* **Work order**:
Return the tail of the records exactly, starting from the line containing "of the green" and ending with the final line.

(Natural language region descriptions)

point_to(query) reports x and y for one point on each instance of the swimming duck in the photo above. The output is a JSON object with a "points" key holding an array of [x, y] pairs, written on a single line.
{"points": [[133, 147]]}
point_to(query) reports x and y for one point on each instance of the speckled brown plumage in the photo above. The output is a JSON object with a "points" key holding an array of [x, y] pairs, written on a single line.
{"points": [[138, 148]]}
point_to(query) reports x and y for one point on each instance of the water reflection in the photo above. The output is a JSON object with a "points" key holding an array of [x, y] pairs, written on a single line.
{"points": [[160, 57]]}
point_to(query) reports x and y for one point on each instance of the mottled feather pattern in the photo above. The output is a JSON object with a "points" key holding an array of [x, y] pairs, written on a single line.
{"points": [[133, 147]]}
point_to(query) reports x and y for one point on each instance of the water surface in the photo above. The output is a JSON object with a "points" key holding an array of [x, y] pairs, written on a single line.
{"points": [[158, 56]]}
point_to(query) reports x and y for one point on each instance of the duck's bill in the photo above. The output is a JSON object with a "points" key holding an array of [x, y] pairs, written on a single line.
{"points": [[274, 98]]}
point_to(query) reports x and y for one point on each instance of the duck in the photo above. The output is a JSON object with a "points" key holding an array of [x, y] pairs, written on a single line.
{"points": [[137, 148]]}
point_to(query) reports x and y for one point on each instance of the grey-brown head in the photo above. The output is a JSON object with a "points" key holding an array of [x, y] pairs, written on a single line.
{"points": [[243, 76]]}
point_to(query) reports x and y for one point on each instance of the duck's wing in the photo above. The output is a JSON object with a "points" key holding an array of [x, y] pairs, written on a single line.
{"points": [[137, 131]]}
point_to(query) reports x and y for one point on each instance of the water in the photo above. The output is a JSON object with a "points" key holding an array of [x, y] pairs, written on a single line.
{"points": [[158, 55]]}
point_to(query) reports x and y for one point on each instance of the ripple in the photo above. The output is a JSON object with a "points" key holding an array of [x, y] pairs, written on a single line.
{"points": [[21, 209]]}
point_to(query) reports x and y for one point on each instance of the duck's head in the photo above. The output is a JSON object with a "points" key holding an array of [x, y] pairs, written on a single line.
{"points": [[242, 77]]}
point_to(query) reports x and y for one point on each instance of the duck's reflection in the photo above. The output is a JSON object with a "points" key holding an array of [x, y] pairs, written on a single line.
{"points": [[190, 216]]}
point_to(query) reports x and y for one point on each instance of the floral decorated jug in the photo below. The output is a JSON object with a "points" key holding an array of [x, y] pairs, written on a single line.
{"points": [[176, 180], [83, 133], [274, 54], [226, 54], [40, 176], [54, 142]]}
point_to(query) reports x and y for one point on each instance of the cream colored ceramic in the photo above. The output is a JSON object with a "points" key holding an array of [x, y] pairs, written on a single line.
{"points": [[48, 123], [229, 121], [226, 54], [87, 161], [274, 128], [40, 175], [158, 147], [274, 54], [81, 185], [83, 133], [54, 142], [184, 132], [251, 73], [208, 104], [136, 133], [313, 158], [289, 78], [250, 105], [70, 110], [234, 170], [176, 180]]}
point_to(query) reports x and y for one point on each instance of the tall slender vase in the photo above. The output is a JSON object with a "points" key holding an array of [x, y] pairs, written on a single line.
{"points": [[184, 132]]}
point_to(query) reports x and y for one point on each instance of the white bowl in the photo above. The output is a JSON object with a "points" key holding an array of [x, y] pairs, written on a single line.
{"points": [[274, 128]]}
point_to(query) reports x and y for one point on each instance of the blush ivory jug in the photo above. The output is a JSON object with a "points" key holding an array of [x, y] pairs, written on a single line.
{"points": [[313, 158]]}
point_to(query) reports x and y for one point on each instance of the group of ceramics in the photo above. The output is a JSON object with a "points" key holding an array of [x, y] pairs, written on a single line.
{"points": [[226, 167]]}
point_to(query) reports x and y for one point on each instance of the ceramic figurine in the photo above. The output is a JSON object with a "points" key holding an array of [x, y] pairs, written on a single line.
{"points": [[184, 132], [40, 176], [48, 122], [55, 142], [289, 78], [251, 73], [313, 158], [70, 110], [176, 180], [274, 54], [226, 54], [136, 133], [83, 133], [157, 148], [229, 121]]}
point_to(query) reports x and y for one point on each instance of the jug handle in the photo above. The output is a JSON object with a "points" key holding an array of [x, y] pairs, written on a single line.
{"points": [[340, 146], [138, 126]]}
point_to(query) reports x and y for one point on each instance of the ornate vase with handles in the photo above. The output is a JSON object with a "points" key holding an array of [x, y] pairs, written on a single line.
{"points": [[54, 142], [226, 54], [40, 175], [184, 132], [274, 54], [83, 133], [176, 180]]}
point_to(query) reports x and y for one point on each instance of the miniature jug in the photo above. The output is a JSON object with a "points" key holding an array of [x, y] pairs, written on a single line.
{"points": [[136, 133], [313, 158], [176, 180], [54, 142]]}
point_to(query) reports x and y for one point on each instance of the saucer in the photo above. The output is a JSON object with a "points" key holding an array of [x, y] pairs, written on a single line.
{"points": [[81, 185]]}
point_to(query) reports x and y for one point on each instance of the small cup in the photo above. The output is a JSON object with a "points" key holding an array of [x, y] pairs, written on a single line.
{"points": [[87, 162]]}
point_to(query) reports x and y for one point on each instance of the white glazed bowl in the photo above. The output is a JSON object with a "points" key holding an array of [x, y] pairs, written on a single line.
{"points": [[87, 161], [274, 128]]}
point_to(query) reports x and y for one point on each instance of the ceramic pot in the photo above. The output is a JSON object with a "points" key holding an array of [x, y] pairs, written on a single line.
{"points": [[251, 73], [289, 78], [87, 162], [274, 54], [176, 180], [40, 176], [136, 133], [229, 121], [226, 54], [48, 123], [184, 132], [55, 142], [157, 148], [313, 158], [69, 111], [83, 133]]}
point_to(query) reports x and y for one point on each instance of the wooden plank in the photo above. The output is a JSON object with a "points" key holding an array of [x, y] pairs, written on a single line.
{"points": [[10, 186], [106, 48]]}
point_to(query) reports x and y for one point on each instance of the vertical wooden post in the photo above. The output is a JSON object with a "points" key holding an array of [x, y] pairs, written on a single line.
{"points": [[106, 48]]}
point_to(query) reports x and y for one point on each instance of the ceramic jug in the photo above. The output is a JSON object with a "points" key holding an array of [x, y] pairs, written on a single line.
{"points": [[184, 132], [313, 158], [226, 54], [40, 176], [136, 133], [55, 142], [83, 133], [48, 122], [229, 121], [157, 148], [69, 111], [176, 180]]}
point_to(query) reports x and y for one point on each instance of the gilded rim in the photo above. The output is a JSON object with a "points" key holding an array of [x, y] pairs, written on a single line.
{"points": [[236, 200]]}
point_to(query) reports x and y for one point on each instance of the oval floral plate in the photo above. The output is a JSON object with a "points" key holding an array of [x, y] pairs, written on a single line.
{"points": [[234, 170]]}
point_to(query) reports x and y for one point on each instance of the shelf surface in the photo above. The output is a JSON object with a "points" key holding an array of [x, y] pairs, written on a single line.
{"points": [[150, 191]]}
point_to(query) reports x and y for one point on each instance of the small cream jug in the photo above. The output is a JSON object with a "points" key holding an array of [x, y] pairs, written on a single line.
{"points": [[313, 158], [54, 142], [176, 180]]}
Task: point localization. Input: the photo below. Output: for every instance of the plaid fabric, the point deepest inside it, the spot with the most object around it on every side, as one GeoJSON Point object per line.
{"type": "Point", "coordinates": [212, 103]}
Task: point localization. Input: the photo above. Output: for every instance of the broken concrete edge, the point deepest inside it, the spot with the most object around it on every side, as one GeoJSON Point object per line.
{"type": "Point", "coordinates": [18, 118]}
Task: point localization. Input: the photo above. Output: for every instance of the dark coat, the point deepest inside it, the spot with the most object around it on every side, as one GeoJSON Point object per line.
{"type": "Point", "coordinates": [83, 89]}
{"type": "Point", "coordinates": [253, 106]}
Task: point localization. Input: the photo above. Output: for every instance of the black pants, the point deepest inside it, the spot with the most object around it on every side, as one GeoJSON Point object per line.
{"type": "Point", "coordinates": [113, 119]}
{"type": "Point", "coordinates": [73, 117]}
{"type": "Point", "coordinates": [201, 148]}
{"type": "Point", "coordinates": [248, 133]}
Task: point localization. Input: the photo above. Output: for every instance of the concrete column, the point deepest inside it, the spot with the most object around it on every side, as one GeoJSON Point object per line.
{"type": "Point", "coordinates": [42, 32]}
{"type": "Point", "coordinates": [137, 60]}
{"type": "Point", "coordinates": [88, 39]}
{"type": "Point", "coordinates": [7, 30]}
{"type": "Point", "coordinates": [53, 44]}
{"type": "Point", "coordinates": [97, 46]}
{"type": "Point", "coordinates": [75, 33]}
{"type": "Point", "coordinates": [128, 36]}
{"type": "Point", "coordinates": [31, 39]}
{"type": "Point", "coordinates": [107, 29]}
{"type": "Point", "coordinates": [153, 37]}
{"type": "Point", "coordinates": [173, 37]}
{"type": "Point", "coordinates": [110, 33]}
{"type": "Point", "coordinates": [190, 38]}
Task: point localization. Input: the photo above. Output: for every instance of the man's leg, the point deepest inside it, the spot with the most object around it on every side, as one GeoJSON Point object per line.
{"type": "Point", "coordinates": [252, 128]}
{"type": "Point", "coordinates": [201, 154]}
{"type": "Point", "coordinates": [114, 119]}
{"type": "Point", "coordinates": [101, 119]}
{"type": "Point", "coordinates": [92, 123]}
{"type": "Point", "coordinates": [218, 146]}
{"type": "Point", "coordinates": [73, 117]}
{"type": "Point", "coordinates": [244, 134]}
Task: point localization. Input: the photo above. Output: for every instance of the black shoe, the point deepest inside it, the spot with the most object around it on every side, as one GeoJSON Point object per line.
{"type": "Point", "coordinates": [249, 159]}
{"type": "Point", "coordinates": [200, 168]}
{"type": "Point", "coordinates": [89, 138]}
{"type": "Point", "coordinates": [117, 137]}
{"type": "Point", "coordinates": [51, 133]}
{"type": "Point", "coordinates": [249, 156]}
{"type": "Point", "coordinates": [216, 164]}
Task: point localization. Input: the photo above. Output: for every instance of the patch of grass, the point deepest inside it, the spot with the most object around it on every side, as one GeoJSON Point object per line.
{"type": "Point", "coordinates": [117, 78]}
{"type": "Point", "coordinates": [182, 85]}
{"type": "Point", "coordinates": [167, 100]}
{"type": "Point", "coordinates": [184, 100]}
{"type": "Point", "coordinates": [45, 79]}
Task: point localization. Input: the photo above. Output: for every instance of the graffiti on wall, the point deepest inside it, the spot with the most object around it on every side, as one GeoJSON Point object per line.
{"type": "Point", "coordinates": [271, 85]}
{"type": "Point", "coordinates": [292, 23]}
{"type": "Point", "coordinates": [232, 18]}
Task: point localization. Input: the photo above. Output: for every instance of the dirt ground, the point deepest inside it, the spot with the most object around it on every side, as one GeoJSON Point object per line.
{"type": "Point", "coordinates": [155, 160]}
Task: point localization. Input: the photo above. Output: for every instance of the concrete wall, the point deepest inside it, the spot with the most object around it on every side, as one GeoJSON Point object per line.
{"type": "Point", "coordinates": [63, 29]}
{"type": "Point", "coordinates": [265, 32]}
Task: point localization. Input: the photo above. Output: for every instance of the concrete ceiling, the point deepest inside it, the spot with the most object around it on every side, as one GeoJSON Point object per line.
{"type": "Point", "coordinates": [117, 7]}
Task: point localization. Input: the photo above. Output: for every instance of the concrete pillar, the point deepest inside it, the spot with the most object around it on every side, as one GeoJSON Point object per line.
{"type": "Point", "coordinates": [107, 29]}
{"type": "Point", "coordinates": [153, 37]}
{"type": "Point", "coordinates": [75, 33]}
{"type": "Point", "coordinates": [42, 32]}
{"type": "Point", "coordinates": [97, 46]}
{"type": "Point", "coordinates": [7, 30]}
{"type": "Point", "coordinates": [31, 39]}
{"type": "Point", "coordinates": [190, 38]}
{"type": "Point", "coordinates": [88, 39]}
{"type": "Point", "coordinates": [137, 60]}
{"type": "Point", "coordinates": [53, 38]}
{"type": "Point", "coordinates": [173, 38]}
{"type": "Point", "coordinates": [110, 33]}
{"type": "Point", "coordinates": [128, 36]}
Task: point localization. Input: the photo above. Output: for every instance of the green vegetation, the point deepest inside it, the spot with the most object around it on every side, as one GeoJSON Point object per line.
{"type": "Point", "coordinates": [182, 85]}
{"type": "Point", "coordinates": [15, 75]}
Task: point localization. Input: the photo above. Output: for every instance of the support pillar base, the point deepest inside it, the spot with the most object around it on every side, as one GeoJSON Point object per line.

* **Answer box**:
Task: point localization. Input: the photo above. Output: for every instance of the green vegetation, the point deepest inside it, the spot with the most object around it on every side, as one GeoJSON Point object per line.
{"type": "Point", "coordinates": [182, 85]}
{"type": "Point", "coordinates": [15, 75]}
Task: point localization. Input: the photo above. Output: for every instance of the support pillar base, the point deepest inside it, the spot with the most object around it on every side, as one GeoJSON Point object per line.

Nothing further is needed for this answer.